======== Provided passage

WAIVER
Exhibit 4.6(f)
Execution Version
WAIVER
WAIVER, dated as of June 22, 2009 (this Waiver), to the Revolving Credit Agreement, dated as of August 19, 2005 (as the same may be amended, supplemented or otherwise modified from time to time, the Credit Agreement), among SMITHFIELD FOODS, INC., a Virginia corporation (the Borrower); each of the Subsidiaries of the Borrower from time to time party to the Credit Agreement (each individually, a Subsidiary Guarantor and, collectively, the Subsidiary Guarantors and, together with the Borrower, the Obligors), the lenders from time to time party to the Credit Agreement (the Lenders), CALYON NEW YORK BRANCH, COOPERATIEVE CENTRALE RAIFFEISEN-BOERENLEENBANK B.A. RABOBANK INTERNATIONAL, NEW YORK BRANCH and SUNTRUST BANK, as co-documentation agents (in such capacities, the Co-Documentation Agents), CITICORP USA, INC., as syndication agent (in such capacity, the Syndication Agent) and JPMORGAN CHASE BANK, N.A., as administrative agent (in such capacity, the Administrative Agent).

================
======== Data entries

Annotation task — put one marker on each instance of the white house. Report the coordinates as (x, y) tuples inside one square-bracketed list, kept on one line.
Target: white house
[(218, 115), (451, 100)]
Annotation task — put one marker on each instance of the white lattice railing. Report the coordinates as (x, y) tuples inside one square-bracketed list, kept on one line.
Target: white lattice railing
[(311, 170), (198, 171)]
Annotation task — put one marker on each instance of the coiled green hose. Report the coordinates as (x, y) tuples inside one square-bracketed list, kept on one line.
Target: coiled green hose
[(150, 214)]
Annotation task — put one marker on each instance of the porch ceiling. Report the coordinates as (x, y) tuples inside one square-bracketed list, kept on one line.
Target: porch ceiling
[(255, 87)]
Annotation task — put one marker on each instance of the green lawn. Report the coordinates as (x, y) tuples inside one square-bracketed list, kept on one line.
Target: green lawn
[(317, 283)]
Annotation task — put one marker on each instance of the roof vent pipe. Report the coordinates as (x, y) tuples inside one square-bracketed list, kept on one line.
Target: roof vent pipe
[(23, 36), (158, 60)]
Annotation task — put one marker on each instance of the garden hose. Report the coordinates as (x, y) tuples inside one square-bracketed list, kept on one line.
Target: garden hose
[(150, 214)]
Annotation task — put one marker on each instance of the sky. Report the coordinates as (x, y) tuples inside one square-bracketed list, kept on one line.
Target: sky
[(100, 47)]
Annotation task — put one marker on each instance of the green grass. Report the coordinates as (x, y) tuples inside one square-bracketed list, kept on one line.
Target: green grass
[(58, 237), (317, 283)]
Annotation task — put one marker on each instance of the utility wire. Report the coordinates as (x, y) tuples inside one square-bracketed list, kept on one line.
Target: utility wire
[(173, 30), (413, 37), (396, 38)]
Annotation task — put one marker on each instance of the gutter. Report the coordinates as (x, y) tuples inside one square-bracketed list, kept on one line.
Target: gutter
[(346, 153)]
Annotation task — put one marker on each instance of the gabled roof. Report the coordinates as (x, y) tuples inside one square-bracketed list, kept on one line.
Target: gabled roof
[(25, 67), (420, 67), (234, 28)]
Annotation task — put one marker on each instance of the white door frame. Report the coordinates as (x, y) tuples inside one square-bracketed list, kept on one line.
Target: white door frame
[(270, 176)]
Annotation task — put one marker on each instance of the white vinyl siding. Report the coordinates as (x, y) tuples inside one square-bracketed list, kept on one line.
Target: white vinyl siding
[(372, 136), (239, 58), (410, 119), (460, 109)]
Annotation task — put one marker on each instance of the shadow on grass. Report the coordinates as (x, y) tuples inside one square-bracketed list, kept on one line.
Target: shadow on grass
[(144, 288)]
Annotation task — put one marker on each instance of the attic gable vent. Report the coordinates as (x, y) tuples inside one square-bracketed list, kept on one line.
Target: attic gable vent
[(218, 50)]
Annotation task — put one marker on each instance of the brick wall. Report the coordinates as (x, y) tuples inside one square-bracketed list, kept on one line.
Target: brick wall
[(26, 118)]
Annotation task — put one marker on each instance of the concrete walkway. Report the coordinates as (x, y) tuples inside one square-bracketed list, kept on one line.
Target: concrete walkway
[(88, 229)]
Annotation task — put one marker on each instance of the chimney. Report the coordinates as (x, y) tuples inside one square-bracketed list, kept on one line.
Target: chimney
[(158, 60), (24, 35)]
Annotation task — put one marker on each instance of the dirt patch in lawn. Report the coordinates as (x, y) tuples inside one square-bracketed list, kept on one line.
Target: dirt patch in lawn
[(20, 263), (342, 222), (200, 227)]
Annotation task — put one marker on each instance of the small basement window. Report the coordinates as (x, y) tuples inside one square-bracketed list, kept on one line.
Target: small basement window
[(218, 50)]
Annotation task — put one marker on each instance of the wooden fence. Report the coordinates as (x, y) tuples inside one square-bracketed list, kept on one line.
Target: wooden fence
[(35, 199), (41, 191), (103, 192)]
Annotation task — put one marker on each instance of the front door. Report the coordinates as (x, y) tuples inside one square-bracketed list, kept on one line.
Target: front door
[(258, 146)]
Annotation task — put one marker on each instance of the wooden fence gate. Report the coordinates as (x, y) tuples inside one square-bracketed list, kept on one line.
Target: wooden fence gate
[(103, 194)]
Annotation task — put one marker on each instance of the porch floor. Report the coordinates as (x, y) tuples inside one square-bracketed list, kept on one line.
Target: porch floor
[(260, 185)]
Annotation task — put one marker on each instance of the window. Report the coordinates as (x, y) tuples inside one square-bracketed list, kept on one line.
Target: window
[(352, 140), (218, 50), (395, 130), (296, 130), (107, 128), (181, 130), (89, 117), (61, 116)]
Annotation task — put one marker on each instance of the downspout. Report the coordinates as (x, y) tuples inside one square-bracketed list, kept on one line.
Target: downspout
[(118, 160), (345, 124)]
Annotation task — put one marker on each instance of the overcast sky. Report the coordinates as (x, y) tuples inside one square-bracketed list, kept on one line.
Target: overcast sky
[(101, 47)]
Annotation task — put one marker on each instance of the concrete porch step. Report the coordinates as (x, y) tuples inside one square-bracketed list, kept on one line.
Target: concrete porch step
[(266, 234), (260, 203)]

================

▶ **Challenges**
1: In the waiver, which bank acts as administrative agent?
2: Rewrite the listing starting at its first line and ending at the line that contains "[(23, 36), (158, 60)]", changing "porch ceiling" to "porch roof" and leaving everything else unchanged.

▶ **Exercise responses**
1: JPMorgan Chase Bank, N.A.

2:
Annotation task — put one marker on each instance of the white house. Report the coordinates as (x, y) tuples inside one square-bracketed list, kept on one line.
Target: white house
[(218, 115), (451, 100)]
Annotation task — put one marker on each instance of the white lattice railing. Report the coordinates as (x, y) tuples inside one square-bracketed list, kept on one line.
Target: white lattice railing
[(311, 170), (198, 171)]
Annotation task — put one marker on each instance of the coiled green hose. Report the coordinates as (x, y) tuples inside one square-bracketed list, kept on one line.
Target: coiled green hose
[(150, 214)]
Annotation task — put one marker on each instance of the porch roof. Report the coordinates as (x, y) tuples inside one square-bracketed list, kept on one line.
Target: porch roof
[(255, 87)]
Annotation task — put one marker on each instance of the green lawn. Report the coordinates as (x, y) tuples inside one square-bracketed list, kept on one line.
Target: green lawn
[(317, 283)]
Annotation task — put one marker on each instance of the roof vent pipe. Report the coordinates as (x, y) tuples inside one square-bracketed list, kept on one line.
Target: roof vent pipe
[(23, 36), (158, 60)]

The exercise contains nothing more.